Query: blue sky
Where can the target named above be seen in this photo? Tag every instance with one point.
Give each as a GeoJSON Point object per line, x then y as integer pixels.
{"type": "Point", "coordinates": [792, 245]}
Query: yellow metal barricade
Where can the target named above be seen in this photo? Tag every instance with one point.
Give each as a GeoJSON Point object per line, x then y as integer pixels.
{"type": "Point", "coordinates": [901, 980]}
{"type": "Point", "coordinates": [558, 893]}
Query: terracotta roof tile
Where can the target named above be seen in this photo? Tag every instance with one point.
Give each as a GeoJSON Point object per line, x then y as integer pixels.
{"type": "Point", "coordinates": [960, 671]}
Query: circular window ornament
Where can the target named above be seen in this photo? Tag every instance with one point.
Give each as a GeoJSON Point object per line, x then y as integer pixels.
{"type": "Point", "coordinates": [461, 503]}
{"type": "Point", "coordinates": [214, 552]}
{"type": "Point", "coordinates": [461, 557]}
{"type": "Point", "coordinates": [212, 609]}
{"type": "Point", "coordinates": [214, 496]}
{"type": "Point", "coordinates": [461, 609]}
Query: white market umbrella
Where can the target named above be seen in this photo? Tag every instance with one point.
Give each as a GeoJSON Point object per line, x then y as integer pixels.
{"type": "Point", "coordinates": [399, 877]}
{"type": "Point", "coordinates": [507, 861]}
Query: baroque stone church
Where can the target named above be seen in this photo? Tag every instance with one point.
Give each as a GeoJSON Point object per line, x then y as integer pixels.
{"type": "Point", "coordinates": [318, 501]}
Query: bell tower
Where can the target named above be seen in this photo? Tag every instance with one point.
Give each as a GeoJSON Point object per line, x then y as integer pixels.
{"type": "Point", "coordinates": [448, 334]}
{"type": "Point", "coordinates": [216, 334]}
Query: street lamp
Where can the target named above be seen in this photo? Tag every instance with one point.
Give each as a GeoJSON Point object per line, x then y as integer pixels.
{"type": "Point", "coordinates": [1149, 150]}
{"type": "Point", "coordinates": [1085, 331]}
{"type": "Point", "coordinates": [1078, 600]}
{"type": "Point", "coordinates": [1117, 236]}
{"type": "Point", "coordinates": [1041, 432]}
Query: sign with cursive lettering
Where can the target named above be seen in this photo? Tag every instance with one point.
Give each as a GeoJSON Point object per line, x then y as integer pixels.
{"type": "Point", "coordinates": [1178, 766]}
○ ○ ○
#### Short problem
Rewrite the lines from the one containing "Query: sign with cursive lettering" through the end of the data, inclusive, replacing "cursive lettering" with "handwritten lettering" and leaving everything else unchanged.

#### Response to the exercise
Query: sign with handwritten lettering
Where can the target named above be seen in this photo? Tag every instance with one point.
Give each as a GeoJSON Point object per line, x then y as integer pixels.
{"type": "Point", "coordinates": [1178, 766]}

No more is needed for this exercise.